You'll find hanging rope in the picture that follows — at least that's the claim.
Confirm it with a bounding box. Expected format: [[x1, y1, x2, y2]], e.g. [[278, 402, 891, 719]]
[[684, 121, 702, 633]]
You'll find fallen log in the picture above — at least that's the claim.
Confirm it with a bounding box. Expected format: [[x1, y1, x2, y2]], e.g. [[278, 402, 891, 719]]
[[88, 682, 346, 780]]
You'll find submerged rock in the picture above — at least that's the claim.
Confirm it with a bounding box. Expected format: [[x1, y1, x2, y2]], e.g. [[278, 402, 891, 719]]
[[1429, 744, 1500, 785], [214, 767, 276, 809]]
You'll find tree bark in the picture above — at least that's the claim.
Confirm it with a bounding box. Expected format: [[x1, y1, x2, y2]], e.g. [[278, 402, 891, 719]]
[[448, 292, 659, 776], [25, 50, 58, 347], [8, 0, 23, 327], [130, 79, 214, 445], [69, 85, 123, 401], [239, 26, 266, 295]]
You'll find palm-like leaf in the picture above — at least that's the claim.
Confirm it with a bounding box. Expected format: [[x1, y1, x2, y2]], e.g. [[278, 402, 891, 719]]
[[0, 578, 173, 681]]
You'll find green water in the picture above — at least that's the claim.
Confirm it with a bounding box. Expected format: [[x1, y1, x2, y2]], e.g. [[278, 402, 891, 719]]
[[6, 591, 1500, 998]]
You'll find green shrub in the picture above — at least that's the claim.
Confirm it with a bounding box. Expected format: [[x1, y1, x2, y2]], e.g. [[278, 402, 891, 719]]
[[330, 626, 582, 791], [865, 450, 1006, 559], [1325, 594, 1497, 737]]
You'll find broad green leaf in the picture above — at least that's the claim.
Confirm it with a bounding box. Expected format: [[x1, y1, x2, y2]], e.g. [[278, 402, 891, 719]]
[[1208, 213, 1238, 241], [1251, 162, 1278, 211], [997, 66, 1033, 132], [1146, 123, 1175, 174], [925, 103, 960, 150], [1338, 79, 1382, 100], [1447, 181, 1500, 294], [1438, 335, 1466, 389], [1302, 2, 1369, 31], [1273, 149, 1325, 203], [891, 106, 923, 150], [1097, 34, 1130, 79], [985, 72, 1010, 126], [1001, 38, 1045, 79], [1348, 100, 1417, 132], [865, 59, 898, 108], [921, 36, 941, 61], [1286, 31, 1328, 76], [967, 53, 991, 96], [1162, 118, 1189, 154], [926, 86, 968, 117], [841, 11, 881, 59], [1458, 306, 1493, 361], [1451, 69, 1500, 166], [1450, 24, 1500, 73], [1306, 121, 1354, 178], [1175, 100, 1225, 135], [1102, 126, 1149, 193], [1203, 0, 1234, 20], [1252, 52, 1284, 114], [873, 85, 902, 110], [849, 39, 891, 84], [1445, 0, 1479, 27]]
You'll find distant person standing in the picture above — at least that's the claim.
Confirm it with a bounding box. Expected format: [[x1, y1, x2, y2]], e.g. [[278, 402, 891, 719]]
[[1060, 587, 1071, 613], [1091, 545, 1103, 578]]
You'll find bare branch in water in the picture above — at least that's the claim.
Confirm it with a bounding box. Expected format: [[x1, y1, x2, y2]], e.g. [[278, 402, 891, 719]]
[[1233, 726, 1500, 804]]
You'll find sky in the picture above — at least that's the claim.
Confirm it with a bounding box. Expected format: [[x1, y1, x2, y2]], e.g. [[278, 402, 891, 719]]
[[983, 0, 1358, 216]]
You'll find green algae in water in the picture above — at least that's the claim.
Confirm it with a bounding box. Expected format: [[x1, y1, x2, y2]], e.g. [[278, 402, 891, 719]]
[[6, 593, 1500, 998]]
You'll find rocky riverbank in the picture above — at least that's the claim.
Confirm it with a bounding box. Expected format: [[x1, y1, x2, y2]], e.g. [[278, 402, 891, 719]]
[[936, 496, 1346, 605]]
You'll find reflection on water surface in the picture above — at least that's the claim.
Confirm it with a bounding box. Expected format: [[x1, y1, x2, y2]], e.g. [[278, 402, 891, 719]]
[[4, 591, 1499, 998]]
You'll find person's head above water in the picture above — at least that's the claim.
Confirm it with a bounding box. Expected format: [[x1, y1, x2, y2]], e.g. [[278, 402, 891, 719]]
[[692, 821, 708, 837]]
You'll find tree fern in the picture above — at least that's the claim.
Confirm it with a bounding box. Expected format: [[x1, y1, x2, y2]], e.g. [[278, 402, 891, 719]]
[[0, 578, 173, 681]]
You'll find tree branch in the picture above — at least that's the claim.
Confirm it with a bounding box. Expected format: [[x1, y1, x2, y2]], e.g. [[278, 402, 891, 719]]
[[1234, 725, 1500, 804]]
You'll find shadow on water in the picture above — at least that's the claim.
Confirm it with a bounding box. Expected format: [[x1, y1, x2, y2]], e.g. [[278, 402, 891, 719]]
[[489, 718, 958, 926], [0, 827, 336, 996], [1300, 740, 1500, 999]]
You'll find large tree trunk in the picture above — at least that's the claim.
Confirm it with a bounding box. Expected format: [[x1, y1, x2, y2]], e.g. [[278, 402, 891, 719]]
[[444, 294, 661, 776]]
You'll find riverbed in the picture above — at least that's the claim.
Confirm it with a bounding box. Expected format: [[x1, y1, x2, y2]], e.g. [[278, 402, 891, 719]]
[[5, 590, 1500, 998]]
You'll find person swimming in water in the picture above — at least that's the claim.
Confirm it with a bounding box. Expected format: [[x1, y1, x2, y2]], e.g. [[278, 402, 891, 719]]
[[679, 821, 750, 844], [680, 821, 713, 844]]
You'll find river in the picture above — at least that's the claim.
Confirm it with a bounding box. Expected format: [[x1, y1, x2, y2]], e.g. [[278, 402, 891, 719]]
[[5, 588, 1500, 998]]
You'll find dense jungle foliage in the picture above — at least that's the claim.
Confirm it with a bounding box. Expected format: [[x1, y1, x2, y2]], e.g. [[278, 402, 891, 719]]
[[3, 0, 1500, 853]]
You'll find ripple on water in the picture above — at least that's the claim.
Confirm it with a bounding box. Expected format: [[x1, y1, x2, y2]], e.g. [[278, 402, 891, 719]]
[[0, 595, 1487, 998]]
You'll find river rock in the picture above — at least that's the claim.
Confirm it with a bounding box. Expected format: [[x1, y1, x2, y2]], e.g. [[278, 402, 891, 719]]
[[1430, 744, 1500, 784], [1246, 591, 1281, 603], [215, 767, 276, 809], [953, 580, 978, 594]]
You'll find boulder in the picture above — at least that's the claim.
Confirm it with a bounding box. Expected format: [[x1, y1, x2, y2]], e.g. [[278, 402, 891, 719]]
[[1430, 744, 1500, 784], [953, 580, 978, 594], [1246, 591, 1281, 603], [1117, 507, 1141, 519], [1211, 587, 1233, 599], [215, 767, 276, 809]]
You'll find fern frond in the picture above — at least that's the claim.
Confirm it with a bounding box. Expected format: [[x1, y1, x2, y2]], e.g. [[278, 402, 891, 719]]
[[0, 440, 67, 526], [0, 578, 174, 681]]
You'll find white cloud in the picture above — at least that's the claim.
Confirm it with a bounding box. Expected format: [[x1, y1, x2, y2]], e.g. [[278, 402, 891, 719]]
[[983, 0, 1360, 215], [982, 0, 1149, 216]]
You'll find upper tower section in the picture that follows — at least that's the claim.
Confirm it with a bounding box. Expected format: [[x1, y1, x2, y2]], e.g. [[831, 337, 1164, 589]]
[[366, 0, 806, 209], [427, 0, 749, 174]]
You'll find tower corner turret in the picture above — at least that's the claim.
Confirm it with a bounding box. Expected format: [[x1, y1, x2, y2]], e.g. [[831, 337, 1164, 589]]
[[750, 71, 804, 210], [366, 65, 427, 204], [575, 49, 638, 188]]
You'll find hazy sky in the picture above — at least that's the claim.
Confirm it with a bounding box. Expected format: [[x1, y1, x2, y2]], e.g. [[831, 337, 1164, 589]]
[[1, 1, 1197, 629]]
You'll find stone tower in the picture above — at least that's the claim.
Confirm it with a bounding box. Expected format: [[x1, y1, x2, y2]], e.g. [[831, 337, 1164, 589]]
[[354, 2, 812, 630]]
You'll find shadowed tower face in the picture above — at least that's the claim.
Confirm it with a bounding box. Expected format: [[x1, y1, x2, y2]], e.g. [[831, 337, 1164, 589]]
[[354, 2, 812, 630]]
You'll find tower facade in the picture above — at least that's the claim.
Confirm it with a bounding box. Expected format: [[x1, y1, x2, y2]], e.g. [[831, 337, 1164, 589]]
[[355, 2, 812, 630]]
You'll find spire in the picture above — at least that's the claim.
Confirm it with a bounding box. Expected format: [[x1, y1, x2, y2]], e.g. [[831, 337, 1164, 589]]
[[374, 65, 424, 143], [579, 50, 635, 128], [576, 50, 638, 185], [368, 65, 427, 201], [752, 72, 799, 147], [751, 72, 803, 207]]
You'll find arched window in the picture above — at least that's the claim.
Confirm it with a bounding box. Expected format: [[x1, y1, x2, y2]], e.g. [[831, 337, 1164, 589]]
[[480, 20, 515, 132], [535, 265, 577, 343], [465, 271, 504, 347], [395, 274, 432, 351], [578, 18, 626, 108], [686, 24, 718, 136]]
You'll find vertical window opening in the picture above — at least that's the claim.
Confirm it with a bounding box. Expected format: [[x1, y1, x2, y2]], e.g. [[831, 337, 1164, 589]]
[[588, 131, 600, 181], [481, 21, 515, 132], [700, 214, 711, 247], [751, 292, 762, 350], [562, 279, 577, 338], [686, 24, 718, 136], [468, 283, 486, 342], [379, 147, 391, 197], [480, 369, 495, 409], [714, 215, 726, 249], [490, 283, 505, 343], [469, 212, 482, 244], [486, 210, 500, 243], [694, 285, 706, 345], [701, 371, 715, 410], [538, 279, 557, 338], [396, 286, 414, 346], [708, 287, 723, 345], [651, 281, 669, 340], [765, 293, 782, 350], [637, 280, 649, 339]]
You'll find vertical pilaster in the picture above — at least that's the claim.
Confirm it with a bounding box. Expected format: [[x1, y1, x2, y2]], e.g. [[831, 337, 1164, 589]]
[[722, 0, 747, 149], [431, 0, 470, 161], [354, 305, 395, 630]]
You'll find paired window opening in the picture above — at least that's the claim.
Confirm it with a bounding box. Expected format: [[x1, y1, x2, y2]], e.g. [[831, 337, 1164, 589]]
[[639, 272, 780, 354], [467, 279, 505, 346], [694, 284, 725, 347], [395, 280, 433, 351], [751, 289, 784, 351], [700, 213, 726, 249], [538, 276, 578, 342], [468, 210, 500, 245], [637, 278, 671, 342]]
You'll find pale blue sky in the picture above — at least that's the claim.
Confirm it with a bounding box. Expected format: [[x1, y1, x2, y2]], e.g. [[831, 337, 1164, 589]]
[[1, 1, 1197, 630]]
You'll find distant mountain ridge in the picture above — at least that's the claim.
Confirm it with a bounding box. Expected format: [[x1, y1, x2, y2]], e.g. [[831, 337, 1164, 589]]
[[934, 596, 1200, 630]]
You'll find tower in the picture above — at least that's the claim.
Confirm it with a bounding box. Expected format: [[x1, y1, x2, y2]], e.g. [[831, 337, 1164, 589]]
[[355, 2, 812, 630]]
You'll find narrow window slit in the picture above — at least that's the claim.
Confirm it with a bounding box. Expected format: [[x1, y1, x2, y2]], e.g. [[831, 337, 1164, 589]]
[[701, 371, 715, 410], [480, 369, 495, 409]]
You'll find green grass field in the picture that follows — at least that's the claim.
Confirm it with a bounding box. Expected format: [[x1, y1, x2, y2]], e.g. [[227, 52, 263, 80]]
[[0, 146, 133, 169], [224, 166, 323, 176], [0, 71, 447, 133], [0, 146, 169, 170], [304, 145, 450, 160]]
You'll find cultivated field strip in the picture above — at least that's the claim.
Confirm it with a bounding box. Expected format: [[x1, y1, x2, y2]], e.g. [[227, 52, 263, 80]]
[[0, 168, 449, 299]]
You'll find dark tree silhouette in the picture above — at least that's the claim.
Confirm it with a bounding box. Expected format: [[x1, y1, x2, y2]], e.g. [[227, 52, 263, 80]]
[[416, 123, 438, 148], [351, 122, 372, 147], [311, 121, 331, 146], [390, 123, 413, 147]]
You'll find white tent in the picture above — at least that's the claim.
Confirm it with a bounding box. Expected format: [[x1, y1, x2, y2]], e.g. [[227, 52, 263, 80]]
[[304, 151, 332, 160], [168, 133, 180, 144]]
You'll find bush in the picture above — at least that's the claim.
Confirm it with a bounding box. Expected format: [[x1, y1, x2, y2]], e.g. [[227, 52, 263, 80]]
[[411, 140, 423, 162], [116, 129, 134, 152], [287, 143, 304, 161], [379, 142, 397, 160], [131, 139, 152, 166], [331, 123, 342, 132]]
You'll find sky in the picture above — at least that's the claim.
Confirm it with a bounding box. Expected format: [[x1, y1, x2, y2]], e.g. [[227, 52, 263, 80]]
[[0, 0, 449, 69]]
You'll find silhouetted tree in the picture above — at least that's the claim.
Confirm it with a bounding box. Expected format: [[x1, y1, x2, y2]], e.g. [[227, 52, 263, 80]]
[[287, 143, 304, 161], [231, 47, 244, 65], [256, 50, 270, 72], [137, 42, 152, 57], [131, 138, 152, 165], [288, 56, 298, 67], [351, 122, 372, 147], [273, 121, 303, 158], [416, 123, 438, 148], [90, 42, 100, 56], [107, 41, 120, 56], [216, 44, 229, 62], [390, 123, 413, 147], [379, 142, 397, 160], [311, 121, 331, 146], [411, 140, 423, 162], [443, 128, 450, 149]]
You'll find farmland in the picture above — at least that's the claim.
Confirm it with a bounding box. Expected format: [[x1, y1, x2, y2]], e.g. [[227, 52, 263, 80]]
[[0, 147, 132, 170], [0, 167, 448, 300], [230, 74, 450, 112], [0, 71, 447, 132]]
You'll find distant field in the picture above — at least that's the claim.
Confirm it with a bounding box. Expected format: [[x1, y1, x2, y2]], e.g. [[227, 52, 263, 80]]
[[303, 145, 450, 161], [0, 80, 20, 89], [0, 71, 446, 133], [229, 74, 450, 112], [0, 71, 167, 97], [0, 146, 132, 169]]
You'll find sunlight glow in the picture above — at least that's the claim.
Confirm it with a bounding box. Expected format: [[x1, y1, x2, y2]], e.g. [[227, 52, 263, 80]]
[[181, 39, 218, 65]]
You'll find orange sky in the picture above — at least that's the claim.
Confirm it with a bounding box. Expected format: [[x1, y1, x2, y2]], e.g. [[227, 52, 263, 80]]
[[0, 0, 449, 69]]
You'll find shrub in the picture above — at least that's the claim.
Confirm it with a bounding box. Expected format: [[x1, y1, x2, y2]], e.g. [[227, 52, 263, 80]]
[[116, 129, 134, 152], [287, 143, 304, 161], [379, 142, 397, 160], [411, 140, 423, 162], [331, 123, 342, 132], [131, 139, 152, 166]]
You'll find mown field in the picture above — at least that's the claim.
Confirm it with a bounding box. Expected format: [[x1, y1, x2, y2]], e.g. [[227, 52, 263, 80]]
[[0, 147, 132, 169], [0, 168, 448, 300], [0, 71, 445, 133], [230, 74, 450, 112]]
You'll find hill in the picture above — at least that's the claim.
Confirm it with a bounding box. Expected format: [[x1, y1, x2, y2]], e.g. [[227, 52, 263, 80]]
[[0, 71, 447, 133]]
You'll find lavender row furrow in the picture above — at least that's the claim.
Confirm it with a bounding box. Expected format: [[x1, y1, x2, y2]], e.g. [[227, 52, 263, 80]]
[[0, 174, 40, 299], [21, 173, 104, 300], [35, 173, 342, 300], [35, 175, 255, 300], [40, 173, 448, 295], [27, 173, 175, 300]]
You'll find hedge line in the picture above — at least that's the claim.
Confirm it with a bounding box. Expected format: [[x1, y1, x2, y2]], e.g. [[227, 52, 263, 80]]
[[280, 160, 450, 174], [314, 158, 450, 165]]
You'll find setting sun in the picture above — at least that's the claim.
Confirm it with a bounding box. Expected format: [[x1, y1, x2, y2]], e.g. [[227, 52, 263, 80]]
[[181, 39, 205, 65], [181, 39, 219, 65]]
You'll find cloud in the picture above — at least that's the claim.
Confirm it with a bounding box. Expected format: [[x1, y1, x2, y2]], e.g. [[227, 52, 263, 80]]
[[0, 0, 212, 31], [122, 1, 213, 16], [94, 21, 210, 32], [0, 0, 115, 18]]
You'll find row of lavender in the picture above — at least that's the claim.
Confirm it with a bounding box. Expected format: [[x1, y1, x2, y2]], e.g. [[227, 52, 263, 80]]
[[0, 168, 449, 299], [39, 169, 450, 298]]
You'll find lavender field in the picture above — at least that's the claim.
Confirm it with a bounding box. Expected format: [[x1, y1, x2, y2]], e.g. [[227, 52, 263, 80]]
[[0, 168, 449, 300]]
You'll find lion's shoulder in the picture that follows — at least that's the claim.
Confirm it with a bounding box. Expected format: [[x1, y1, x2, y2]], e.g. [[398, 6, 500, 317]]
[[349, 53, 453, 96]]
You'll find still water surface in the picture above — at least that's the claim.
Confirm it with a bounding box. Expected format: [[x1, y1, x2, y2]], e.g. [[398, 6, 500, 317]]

◆ WHAT IS EXPECTED
Copy every line above in which the string "leaf" shows up.

◆ RESPONSE TO THE TASK
You'll find palm-like leaf in the picture above — at least that's the claim.
You'll find broad green leaf in the picture above — at least that's the claim.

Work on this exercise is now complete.